[Description of the task] Please gather every line of the records below that contains the word "clicks", copying each such line in full.

---------- Data

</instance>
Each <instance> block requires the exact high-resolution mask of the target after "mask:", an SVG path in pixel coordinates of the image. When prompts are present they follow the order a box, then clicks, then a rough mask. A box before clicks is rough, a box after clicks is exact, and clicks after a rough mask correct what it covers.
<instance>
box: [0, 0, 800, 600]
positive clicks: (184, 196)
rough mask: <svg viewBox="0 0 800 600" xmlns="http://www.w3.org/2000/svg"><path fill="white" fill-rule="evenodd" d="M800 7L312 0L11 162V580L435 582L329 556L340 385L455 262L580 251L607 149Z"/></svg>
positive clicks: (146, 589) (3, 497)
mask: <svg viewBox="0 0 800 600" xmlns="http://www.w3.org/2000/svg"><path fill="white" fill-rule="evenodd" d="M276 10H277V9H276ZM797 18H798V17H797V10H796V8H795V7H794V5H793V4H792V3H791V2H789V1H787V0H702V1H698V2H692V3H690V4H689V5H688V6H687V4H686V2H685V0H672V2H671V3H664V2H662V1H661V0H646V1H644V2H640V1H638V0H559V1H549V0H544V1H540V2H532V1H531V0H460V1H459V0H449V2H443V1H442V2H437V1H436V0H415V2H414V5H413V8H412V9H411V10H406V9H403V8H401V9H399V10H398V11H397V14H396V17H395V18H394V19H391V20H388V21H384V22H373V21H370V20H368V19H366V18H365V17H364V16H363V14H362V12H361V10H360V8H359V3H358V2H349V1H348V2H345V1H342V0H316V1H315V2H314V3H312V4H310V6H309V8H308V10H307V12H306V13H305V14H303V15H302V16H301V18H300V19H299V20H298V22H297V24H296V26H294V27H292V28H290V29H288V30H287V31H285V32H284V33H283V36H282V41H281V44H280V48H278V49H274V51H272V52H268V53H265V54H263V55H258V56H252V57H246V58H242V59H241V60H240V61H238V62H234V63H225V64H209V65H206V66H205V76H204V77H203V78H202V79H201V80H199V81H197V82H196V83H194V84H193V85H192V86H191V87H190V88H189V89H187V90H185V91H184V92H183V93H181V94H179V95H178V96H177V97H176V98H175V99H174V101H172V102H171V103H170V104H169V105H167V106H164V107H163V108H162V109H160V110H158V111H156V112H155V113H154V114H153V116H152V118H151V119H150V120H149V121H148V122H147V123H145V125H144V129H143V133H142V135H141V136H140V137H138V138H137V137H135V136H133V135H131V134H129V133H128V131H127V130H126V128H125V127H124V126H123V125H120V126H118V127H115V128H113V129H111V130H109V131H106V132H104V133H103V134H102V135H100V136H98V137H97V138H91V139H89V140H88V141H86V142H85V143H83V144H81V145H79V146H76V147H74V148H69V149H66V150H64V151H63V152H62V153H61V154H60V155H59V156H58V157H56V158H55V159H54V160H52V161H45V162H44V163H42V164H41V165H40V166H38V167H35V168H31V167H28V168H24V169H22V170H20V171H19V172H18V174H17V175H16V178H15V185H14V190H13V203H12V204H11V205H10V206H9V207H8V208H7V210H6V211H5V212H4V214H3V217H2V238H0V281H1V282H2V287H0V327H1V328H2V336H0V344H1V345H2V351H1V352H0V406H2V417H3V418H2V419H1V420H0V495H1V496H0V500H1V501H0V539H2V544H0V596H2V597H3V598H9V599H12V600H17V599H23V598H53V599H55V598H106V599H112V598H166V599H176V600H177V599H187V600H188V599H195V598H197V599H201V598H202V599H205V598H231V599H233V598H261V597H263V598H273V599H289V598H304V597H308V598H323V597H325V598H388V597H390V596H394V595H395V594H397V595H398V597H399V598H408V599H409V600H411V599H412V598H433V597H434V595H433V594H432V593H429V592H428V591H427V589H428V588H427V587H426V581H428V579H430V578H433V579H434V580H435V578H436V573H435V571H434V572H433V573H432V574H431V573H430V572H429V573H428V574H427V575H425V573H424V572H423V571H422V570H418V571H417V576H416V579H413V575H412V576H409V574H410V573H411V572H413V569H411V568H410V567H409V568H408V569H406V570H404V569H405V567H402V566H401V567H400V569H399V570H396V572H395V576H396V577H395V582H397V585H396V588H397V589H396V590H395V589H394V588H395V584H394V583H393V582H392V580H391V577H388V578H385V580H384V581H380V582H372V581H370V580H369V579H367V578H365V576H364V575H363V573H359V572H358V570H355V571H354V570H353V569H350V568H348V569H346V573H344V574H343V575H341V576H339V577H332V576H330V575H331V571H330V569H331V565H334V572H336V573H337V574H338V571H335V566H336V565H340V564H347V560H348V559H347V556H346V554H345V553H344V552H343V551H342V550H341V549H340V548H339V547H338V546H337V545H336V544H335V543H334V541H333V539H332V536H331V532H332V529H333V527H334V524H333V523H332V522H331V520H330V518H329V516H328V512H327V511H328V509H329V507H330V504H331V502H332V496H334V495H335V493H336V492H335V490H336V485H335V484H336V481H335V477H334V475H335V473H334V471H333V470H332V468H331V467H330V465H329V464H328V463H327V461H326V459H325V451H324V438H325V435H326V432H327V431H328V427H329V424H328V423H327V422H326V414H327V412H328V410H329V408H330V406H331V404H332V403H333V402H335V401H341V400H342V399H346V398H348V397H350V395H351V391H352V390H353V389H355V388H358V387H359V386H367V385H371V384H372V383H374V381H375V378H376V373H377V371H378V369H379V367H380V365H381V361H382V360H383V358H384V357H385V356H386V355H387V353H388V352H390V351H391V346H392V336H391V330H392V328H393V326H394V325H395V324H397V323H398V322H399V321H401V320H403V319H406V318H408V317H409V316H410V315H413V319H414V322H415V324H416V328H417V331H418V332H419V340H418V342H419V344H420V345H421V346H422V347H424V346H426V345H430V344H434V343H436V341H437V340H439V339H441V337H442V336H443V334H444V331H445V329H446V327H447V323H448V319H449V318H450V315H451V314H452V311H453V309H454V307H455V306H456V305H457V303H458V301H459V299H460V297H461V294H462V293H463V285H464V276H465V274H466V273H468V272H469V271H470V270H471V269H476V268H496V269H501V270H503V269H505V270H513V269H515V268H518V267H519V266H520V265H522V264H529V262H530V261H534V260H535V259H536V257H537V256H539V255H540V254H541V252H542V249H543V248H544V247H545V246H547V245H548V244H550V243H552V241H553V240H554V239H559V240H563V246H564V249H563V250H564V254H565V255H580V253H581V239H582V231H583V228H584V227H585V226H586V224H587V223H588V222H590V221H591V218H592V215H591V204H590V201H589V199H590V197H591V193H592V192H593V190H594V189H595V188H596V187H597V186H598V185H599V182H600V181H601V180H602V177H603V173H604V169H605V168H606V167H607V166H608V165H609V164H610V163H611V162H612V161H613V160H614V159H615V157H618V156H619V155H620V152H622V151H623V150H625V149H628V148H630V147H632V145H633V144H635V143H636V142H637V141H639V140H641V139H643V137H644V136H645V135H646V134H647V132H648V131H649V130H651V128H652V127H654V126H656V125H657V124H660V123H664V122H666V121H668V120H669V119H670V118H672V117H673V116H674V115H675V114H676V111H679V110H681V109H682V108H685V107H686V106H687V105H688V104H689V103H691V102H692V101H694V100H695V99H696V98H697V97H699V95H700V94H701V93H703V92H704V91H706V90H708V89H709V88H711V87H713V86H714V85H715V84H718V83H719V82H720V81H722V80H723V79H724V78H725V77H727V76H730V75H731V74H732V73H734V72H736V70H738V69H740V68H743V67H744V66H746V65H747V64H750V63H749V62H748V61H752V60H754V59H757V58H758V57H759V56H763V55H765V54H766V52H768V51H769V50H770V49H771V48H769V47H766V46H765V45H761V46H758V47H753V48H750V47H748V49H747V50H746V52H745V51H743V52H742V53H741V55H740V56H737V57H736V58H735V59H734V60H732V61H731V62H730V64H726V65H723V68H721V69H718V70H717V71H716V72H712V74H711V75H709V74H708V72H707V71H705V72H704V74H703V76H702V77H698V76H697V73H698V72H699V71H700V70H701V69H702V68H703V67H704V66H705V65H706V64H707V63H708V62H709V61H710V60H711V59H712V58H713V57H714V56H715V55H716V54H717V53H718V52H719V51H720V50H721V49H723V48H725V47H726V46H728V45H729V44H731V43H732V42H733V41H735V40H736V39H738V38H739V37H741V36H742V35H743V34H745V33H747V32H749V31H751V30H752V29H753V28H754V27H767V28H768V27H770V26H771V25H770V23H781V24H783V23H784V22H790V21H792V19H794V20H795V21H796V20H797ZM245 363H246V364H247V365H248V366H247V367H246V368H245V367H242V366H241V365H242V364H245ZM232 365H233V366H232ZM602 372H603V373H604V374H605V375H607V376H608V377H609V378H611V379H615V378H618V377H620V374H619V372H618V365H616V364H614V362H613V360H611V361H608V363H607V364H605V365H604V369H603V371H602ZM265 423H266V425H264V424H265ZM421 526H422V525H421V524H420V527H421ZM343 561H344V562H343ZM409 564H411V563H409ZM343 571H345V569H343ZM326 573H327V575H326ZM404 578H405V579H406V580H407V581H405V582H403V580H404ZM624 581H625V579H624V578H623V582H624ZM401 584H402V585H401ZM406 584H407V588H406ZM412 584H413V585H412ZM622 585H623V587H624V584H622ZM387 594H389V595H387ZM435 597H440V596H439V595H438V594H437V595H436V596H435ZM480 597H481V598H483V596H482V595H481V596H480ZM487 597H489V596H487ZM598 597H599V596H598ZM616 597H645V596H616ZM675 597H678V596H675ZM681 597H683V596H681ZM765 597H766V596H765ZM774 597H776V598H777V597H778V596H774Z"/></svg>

--------------------

[Output of the task]
Each <instance> block requires the exact high-resolution mask of the target after "mask:", an SVG path in pixel coordinates of the image. When prompts are present they follow the order a box, then clicks, then a rough mask. A box before clicks is rough, a box after clicks is exact, and clicks after a rough mask correct what it covers.
positive clicks: (184, 196)
positive clicks: (146, 589) (3, 497)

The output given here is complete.